**TASK OBJECTIVE**
Search each line of the data for the word "self"; copy every line where it is found.

**INPUT DATA**
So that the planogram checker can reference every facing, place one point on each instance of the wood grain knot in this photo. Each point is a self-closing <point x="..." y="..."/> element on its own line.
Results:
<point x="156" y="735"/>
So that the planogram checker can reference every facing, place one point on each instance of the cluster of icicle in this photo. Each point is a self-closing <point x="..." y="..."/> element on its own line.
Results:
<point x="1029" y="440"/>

**RESULT OF THE EXERCISE**
So that the planogram checker can reference every facing, place one point on each instance of the wood grain knot in this photo. Each point is a self-closing <point x="..." y="..."/> element on its own line.
So that the planogram checker can reference every facing, place one point on each instance of the cluster of icicle in this photo. Each point is a self-closing <point x="..." y="..."/> element on its own line.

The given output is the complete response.